(Text segment):

Here is a definition of frames as social constructions of reality:
Frames. What we value in our organizational life is found mostly in our interpretation of it. We know our organizational world only as we interpret it, as we "frame" it.
The main vehicles which convey our meanings to others are the tools we use to talk and think about things, including our language, our cultural myths, larger social meanings of objects, actions, signs, episodes, and the structure and practice of our institutions and organizations in which we live and work. These institutions and organizations , together with our experience in them, construct our world-view -- our sense of how the organizational world works, what is valuable, why things are the way they are and what we might do about them. These are our frames. They define:
Our sense of ourselves, our identity and purpose, how we think about ourselves in our organizational life.
Our organizational ideologies -- our sense of what is appropriate and meaningful , the structure of, and the exercise of power, leadership actions, and roles in organizations, and our relationships with others.
Reframing. In countless ways and unceasingly, our interpretation of our organizational life is often frozen into what we already believe about our organizational life. By "frozen" I mean we sometimes learn little new from our experiences. As a result, we often fix the wrong problem because we make faulty diagnoses, use incomplete knowledge or, to put it another way, we use the wrong or inappropriate frame(s) to make sense of things and to act upon our understanding of what is happening. We tend to "see" and act upon what we know from only what has gone before in our definition of organizational life, what our previous "frames of analysis" allow us to see. We are "locked into" these frames, these "social constructions of reality. " In short, we misdiagnose, and then often try to convince others of our incorrect or incomplete diagnosis.
What we often need to do is reframe our understanding (become social re-constructionists) and take a second, a third look, or even a fourth look. Perhaps with a new set of assumptions and a reframed way of looking at things, we can understand more than we did before, or at least, maybe we can gain insight into why others might interpret things differently from how we interpret them.
Our perceptions about organizational behavior are based on these learned interpretations. This learning is social: we learn from and among others in social interaction. For example, we can learn new ways of framing through the social interactions in this class, i.e., others help us learn by sharing their social constructions of organizational life which may be dissimilar to ours, but give us new insight.

(Given entries):
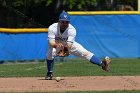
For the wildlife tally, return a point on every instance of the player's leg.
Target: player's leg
(80, 51)
(50, 63)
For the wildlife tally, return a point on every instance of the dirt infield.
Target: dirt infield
(84, 83)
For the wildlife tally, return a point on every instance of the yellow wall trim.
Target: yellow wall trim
(102, 12)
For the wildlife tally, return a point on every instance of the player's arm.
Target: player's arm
(71, 38)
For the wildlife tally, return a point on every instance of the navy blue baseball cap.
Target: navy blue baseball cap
(64, 16)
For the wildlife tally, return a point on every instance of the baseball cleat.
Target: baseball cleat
(106, 64)
(49, 76)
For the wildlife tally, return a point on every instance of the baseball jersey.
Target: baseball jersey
(68, 36)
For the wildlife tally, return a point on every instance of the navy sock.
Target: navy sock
(96, 60)
(50, 64)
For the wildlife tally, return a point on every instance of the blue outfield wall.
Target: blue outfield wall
(112, 35)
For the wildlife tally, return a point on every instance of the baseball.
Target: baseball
(58, 79)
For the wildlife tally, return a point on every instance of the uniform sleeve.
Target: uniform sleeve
(71, 36)
(51, 34)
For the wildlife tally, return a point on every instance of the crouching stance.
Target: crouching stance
(61, 38)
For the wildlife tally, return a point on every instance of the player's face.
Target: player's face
(64, 25)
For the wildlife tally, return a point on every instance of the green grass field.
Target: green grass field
(73, 67)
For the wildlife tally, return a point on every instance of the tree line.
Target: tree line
(45, 12)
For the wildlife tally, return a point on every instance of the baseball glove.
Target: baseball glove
(63, 52)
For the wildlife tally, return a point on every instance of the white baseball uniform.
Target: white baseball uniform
(68, 36)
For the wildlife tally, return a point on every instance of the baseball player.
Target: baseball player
(62, 34)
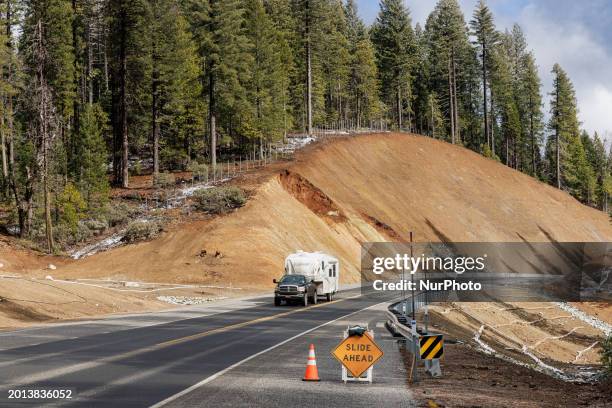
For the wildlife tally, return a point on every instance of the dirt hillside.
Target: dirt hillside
(341, 193)
(332, 197)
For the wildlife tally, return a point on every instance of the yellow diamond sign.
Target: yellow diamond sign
(357, 353)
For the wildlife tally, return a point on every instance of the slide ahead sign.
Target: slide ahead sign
(357, 353)
(431, 347)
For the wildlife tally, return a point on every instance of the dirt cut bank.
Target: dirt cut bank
(334, 196)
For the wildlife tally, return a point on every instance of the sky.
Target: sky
(576, 34)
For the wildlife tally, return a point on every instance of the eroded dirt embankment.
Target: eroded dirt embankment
(338, 194)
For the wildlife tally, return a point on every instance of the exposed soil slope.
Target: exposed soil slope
(334, 196)
(341, 193)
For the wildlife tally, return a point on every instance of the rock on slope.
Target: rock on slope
(350, 190)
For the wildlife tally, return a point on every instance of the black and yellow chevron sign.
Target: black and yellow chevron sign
(431, 346)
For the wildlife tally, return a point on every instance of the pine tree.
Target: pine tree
(219, 28)
(129, 56)
(595, 152)
(451, 56)
(92, 180)
(532, 108)
(393, 40)
(268, 80)
(335, 61)
(174, 74)
(566, 158)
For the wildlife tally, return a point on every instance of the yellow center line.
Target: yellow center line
(52, 373)
(243, 324)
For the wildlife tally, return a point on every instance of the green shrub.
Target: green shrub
(142, 230)
(96, 226)
(606, 354)
(219, 200)
(198, 171)
(164, 180)
(71, 207)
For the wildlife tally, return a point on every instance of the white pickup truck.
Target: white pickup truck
(308, 275)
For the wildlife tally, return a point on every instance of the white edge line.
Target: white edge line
(239, 363)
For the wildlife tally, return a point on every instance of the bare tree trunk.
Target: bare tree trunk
(213, 120)
(492, 130)
(308, 71)
(484, 93)
(155, 113)
(44, 131)
(399, 107)
(123, 109)
(558, 142)
(451, 105)
(309, 86)
(433, 123)
(457, 137)
(89, 65)
(3, 141)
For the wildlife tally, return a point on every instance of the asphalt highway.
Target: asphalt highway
(144, 360)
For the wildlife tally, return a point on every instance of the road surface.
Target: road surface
(235, 353)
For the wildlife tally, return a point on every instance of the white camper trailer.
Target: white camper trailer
(308, 275)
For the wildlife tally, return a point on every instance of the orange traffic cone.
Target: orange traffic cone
(312, 374)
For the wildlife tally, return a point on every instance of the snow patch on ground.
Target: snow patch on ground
(186, 300)
(580, 315)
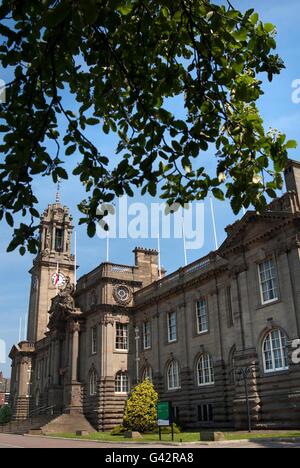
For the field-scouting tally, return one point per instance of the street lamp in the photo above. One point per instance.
(241, 375)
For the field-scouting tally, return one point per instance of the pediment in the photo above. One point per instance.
(253, 227)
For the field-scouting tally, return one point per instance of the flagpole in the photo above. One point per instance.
(159, 256)
(57, 277)
(107, 246)
(184, 242)
(25, 327)
(214, 222)
(20, 330)
(75, 259)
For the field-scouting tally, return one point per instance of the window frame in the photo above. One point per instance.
(119, 338)
(59, 239)
(284, 358)
(169, 315)
(93, 384)
(177, 385)
(275, 282)
(147, 335)
(198, 316)
(94, 340)
(123, 390)
(150, 371)
(210, 368)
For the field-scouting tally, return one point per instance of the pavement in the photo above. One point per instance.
(18, 441)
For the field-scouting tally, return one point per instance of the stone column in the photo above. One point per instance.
(75, 351)
(73, 391)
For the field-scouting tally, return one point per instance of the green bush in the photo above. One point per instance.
(6, 414)
(168, 429)
(118, 430)
(140, 412)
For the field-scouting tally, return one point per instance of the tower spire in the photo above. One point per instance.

(Action item):
In the text on organizational frames above, what does the writer mean by "frozen"?

(Reply to the task):
That we sometimes learn little new from our experiences.